### WHAT THIS EXERCISE ASKS
A. From the passage on urban flood risk, list every kind of place it names as an example of where marginal city dwellers live.
B. Write what comes next in the passage on urban flood risk, continuing after its final sentence.

### DOCUMENT TEXT
# # # #

Cities are more vulnerable today to the negative effects of extreme flooding and climate change events than at other points in history because as spaces, they almost all hold a much higher concentration of people. In 1950, 746 million people lived in cities: a figure that in 2014 stood at 3.9 billion. By 2030 it is predicted that sixty six percent of the world’s population will be urban dwellers. As well as sheer size making cities more vulnerable, new growth in the cities is increasingly happening on the city margins and in places where residency was not planned into the city design. These marginal dwellers are often at greater risk of flooding; occupying for example flood plains, marshland, coastal lowlands or places that lie outside those already protected by flood defences.

# # # #

### PROVIDED RECORDS

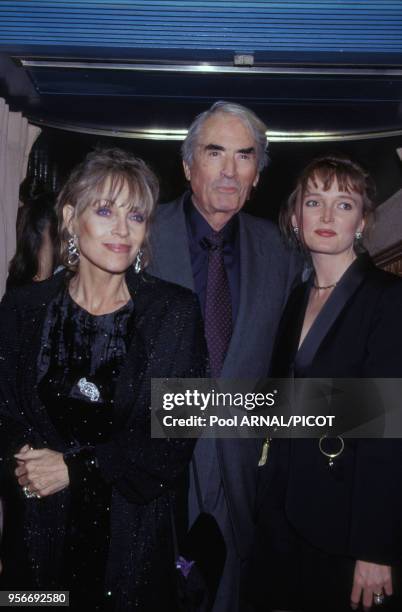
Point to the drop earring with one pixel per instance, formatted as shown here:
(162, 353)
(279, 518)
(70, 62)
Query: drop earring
(73, 254)
(138, 262)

# # # #

### YOUR RESPONSES
A.
- Flood plains
- Marshland
- Coastal lowlands
- Places that lie outside those already protected by flood defences

B.
In relation to climate change, human beings do not have a good track record of being able to change their behaviour and adapt to the increases they have seen in extreme weather events. Every year since 2000, the UK has seen such an event happen and in the case of the winter of 2013-14, which was the wettest in the UK for two hundred and fifty years, can cause large scale economic loss and in some cases delay the socio-economic development of cities. During, and as a result of extreme weather events, the price of goods rises disproportionately higher in cities than in other areas and the increased value of insurance claims is also witnessed more acutely there.
Though people may be thought to be more at risk in cities, one should not dismiss urban spaces as places where people cannot also learn to be resilient to extreme weather patterns.
What can cities do to protect themselves from flooding and the effects of climate change?
Though the amount of global rainfall each year has roughly stayed the same throughout the last century, there is a marked difference in when it falls and the intensity of individual rain events, with a move towards more extreme episodes. The average city infrastructural system is not always designed to cope with such deluges, nor with periods of extremely low rainfall, and across the world there have been incidences of system failure and loss of human life as a result.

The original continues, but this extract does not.